(Extracted records)
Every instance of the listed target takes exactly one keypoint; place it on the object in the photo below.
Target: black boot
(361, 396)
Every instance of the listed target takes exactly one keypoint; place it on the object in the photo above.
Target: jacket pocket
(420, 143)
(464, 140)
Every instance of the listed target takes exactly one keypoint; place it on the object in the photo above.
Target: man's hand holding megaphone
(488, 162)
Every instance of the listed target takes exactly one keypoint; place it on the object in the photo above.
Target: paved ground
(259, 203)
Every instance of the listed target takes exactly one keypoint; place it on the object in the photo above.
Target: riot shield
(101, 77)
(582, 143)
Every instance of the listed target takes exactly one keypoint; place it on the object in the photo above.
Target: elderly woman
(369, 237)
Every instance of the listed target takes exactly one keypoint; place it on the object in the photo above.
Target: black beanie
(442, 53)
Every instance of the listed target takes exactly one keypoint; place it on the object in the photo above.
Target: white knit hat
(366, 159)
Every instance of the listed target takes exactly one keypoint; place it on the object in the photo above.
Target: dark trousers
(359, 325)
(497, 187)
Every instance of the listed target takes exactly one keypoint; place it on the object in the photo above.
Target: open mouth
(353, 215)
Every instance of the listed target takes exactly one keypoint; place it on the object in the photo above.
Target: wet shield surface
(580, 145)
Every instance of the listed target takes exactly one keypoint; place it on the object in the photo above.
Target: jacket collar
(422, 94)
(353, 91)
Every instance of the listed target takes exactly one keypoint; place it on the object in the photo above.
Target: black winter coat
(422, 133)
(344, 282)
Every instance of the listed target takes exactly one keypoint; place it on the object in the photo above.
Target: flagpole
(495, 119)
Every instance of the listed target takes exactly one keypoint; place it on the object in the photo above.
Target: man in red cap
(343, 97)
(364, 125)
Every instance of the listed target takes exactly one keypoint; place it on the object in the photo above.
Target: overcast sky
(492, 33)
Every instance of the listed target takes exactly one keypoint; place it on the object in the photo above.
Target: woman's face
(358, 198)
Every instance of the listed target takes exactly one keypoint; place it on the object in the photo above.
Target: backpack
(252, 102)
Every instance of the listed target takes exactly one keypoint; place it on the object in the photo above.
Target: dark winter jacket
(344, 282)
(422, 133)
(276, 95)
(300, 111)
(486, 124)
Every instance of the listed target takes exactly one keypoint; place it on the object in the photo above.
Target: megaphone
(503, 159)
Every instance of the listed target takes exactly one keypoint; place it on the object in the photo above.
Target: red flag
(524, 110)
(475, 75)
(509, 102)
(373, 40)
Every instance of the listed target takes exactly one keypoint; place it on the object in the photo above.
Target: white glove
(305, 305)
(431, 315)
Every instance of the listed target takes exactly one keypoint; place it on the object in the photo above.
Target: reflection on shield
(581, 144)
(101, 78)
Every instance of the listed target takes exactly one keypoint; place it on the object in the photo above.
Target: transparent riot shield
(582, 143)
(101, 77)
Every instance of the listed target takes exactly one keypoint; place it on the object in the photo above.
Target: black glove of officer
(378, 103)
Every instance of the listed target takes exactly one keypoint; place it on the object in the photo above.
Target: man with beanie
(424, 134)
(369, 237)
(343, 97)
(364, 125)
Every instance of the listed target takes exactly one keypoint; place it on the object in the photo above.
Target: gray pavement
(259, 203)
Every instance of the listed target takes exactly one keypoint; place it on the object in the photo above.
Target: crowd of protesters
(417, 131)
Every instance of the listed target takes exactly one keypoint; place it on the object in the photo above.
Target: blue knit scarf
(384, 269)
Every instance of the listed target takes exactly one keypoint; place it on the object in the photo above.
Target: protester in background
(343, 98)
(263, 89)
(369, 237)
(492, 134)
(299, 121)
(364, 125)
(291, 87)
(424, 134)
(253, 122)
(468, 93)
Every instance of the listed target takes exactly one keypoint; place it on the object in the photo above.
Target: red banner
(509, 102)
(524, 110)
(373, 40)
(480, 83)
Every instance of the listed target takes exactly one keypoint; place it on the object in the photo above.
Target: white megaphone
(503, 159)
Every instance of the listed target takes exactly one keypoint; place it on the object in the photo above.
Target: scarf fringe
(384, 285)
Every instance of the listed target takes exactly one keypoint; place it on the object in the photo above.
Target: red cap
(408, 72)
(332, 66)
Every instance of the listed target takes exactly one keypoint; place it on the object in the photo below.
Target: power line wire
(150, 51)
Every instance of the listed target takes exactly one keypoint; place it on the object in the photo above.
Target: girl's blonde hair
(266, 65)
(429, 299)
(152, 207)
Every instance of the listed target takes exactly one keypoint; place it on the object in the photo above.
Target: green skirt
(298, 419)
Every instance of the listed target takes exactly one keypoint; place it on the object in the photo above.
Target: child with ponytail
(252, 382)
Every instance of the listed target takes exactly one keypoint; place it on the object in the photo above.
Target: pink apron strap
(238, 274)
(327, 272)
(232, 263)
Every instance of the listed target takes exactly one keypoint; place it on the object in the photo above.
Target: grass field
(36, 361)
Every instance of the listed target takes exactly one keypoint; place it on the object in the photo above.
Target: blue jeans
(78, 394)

**Work item:**
Every entry should be output again exactly as written.

**Solution to the exercise:**
Every instance of the listed target takes exactly one keypoint; place it on the object in the photo below.
Target: black boot
(361, 396)
Every instance of the listed target takes exactly one keypoint; place it on the object in the photo above.
Target: jacket pocket
(420, 143)
(464, 140)
Every instance of the listed target takes exactly one keypoint; place it on the object in the photo above.
Target: man's hand holding megaphone
(488, 162)
Every instance of the listed target takes exactly one keypoint; place it on the object in the photo above.
Target: paved ground
(259, 203)
Every instance of the listed target takes exactly one keypoint; place it on the object in the photo above.
Target: riot shield
(101, 77)
(582, 143)
Every instance of the listed target takes exactly one keypoint; place it on the object in the photo above.
Target: elderly woman
(369, 237)
Every instance of the listed target takes exactly one keypoint; place it on the object in the photo above.
Target: black beanie
(442, 53)
Every instance of the listed target takes exactly one keypoint; place it on the object in the photo above.
Target: white knit hat
(366, 159)
Every instance of the listed target takes exactly one keypoint; place it on the object in the photo above.
Target: dark trousers
(359, 325)
(497, 187)
Every instance of the listed target takes exactly one keypoint; place it on the object in the photo above.
Target: open mouth
(353, 215)
Every instance of the listed target takes exactly one keypoint; place it on the object in the photo above.
Target: wet shield surface
(580, 145)
Every instance of the listed target takes exactly one keypoint; place it on the object in the photo above.
Target: jacket collar
(422, 94)
(353, 91)
Every instance of the listed target takes exactly one keypoint; place it on the object in the photo above.
Target: black winter coat
(422, 133)
(344, 282)
Every instance of the listed target takes exactly one keypoint; place it on the object in the photo above.
Target: flagpole
(495, 119)
Every instance of the listed target takes exactly one keypoint; place it on the object in the photo above.
Target: man in red cap
(343, 97)
(364, 125)
Every instance of the listed target takes exactly one keypoint; place it on the object in the photo above.
Target: overcast sky
(492, 33)
Every instance of the listed target takes exactly one keypoint; place it on the object in the photo above.
Target: woman's face
(358, 198)
Every instance of the listed target takes exactly one keypoint; place it on the object in the photo above.
Target: backpack
(252, 102)
Every instance of the listed target takes exactly one keypoint; place it on the object in the photo above.
Target: dark winter jacket
(344, 282)
(422, 133)
(276, 95)
(300, 111)
(486, 124)
Every instance of the listed target takes exactly one keypoint; place it on the object in the photo above.
Target: megaphone
(503, 159)
Every instance of the listed target takes exactly one keypoint; place it on the object in the photo above.
Target: red flag
(524, 110)
(475, 75)
(509, 102)
(373, 40)
Every instance of the listed target takes exactly one keypoint; place it on the object in the photo above.
Target: white glove
(305, 305)
(431, 315)
Every instance of the listed target takes exactly one keypoint; place it on the object in the photo above.
Target: reflection on shield
(581, 144)
(101, 78)
Every instance of the listed target takes exactly one keypoint; place it on the object in the photo above.
Target: transparent riot shield
(582, 143)
(101, 77)
Every instance of the listed target takes exactly one keypoint; place it on the object in the photo above.
Target: black glove of officer
(378, 103)
Every instance of the listed target takes exactly one keypoint; place it on the object in the photo above.
Target: man with beanie
(424, 134)
(369, 237)
(343, 97)
(364, 125)
Every instance of the listed target takes exactly one keypoint; place it on the object in the photo above.
Target: gray pavement
(259, 203)
Every instance of the listed target takes exactly one keypoint; place it on the object in the photo above.
Target: crowd of protesters
(417, 131)
Every instance of the listed target takes exactly one keypoint; place it on the object in the photo above.
Target: blue knit scarf
(384, 269)
Every instance of the listed target takes exactly one keypoint; place it on the object in the photo above.
Target: protester in background
(343, 98)
(263, 89)
(369, 237)
(492, 134)
(299, 121)
(364, 125)
(291, 87)
(424, 134)
(253, 122)
(468, 93)
Every instance of the listed target takes exactly one keypoint; place it on the object in the photo above.
Target: red banner
(509, 102)
(524, 110)
(373, 40)
(480, 83)
Every instance of the listed target takes exactly one keypoint; place it on the object in the photo above.
Target: white megaphone
(503, 159)
Every instance of the listed target takes exactly one keypoint; place it on the object in the photo above.
Target: scarf fringe
(384, 285)
Every instance of the listed target takes exactly one keypoint; place it on the object in the photo above.
Target: red cap
(408, 72)
(332, 66)
Every instance of the listed target takes exactly one keypoint; place it on the object in the photo below.
Target: power line wire
(150, 51)
Every instance of the listed target takes exactly one keypoint; place it on the object in the photo above.
Target: girl's blonde hair
(266, 65)
(429, 299)
(152, 207)
Every instance of the listed target takes exactly one keypoint; place it on the object in the photo above.
Target: green skirt
(298, 419)
Every instance of the listed target takes exactly one keypoint; place it on the object in the photo above.
Target: child with ponytail
(252, 382)
Every instance of the listed target takes exactly one keypoint; place it on the object in the photo above.
Target: pink apron strap
(238, 274)
(327, 272)
(232, 263)
Every instance of the listed target takes exactly one keypoint; place it on the object in the photo above.
Target: grass field
(36, 361)
Every instance of the listed target takes exactly one keypoint; place it on the object in the photo above.
Target: blue jeans
(78, 394)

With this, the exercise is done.